Written task a>
Transcribe a passage from the forum thread about adding Dish Network to Windows 7 Media Center, beginning at the words "I know that" and stopping after the words "7 Media Center?".

Extract>
····················

# satellite (dish network) live tv/recording



## StealthRT (Oct 30, 2010)

Hey all, i am looking into getting a Ceton InfiniTV card for my cable HDTV live tv/recording but also have a Dish Network that i would also like to incorperate into the Windows 7 Media Center.

I know that the Ceton InfiniTV card would not be able to do that since its Cable only connection so what else would i need to buy in order to add the Dish Network to Windows 7 Media Center?

The Dish Network box i use is the dp 301 - Satellite TV receiver. It outputs to a default channel that is used throughout the house. I think its on channel 78. So any TV currently thats on channel 4 gets the Dish Network interface with the RF remote.

Currently the TV receiver is hooked up through standard RCA composite cables (red, white and yellow) to that box that you choose a channel and then its out the the TV from there.

Would it be possible just to buy a hauppauge card and hook up the RCA composite and be able to watch that inside Windows 7 Media Center (and record)?

Thanks!

David


----------



## Harpmaker (Oct 28, 2007)

You might take a look at this thread on the Hauppauge PVR 1212. Wbassett certainly likes his. :yes:


----------



## StealthRT (Oct 30, 2010)

Hum that does sound nice but i'm looking for something along the lines of a PC Card.

David


----------



## nova (Apr 30, 2006)

····················

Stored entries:
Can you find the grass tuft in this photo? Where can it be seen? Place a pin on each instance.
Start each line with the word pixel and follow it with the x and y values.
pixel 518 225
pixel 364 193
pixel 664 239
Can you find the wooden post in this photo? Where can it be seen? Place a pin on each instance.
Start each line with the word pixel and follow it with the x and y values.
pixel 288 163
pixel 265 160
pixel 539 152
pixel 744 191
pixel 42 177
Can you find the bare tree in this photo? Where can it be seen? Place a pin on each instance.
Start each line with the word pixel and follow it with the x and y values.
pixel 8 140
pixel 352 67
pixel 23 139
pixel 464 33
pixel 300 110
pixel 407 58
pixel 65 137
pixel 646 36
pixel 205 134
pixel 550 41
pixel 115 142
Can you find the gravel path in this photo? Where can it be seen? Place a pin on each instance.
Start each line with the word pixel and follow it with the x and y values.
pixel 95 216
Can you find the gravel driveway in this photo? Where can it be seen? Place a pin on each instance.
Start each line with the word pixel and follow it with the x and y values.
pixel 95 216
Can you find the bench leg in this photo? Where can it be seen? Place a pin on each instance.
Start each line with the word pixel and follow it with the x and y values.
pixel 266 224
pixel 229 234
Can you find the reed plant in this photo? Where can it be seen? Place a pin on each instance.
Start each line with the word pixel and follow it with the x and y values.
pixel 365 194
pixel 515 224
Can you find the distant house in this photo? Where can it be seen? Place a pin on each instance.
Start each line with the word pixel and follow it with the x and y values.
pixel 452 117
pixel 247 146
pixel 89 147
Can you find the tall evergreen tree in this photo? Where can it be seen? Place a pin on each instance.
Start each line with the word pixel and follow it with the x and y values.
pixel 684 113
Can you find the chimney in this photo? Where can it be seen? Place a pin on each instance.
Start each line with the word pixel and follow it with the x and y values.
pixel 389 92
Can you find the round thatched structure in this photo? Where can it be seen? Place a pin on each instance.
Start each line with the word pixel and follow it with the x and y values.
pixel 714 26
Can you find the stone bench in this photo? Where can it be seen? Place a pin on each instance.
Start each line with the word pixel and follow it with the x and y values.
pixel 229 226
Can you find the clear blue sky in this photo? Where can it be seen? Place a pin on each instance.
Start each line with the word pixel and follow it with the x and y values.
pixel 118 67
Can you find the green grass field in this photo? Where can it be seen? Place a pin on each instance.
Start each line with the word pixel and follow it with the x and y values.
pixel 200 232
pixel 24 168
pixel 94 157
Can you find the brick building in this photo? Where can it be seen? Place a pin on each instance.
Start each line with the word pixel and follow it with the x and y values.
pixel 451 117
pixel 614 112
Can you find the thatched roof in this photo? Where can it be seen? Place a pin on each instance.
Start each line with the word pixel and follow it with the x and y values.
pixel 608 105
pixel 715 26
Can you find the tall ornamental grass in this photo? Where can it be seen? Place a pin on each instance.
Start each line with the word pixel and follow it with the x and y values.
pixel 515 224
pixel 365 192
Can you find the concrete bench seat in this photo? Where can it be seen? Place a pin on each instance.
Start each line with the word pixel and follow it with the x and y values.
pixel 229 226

····················

Written task b>
Restate the stored entries word for word, beginning at the line that has "Can you find the concrete" and stopping after the final line of the entries.

Correct result a>
I know that the Ceton InfiniTV card would not be able to do that since its Cable only connection so what else would i need to buy in order to add the Dish Network to Windows 7 Media Center?

Correct result b>
Can you find the concrete bench seat in this photo? Where can it be seen? Place a pin on each instance.
Start each line with the word pixel and follow it with the x and y values.
pixel 229 226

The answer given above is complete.